#### WHAT IS EXPECTED
A word-for-word repeat of all the data is the goal.

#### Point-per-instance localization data
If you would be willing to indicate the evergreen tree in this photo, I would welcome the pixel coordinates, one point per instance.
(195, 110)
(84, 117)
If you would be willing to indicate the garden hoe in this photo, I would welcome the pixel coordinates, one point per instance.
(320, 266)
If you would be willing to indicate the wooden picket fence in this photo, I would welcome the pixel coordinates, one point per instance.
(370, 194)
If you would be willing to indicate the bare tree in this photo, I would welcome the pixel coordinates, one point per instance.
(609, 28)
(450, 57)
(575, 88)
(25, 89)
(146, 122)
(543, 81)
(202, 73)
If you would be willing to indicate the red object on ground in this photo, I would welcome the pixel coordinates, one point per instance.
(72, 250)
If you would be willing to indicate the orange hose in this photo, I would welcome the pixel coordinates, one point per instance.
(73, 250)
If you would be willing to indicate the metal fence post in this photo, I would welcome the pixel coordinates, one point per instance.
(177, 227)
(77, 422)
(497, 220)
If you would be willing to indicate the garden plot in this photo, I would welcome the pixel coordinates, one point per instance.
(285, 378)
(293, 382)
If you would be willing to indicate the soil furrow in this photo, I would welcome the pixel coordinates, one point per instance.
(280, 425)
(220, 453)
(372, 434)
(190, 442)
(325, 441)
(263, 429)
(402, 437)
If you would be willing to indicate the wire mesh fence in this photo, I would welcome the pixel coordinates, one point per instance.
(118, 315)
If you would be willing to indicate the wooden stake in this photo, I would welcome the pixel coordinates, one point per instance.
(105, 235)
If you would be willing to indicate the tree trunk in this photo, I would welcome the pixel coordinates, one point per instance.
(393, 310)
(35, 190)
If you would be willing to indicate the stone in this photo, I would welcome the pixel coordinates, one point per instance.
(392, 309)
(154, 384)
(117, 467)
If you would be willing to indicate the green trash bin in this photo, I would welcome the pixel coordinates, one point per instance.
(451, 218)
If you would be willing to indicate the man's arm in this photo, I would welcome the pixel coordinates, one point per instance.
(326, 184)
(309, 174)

#### ANSWER SECTION
If you would be willing to indicate the evergreen tree in this photo, I would welcome the pixel coordinates, one point per instance.
(195, 110)
(84, 117)
If you would be willing to indicate the garden hoe in this photo, I would welcome the pixel coordinates, one point per instance.
(320, 266)
If you would be willing to indicate the wooden picket fence in this photo, I would welcome the pixel coordinates, one point per instance.
(370, 194)
If you would be willing to indicate the bare tree in this photo, I would welcome the pixel coordinates, one point per instance.
(609, 28)
(450, 57)
(575, 88)
(25, 89)
(146, 122)
(543, 81)
(202, 73)
If you would be willing to indicate the red object on ground in this photo, I would welcome the pixel coordinates, one point per instance.
(72, 250)
If you would be willing to indicate the orange hose in this photo, I would welcome the pixel coordinates, one point per instance.
(73, 250)
If you would be willing to indicate the metal fence post in this photo, I would welcome the pixel coordinates, one point per instance.
(177, 227)
(77, 422)
(497, 220)
If you would be willing to indicate the garden plot in this photo, I would welcome the pixel coordinates, one point per instance.
(285, 378)
(293, 382)
If you would be willing to indicate the soil furrow in this photo, I would welcome the pixel coordinates, one point per instance.
(280, 425)
(220, 453)
(372, 434)
(190, 442)
(325, 441)
(263, 429)
(402, 437)
If you would be willing to indicate the wire mesh fence in this photo, I would welcome the pixel coordinates, one point per instance.
(118, 315)
If you would be willing to indicate the wooden stake in this photo, I would welcome the pixel coordinates, one point per instance.
(105, 235)
If you would be willing to indicate the tree trunk in this photo, I would welcome the pixel coordinates, one point per instance.
(393, 310)
(35, 190)
If you would be willing to indicate the stone in this photo, I would welcome the pixel coordinates, one point per instance.
(392, 309)
(154, 384)
(117, 467)
If you would be willing to indicate the green trash bin in this photo, I would welcome the pixel coordinates, one point per instance.
(451, 218)
If you would be willing to indicate the man's arm in this photo, I would welcome the pixel coordinates, one point per instance.
(326, 184)
(309, 174)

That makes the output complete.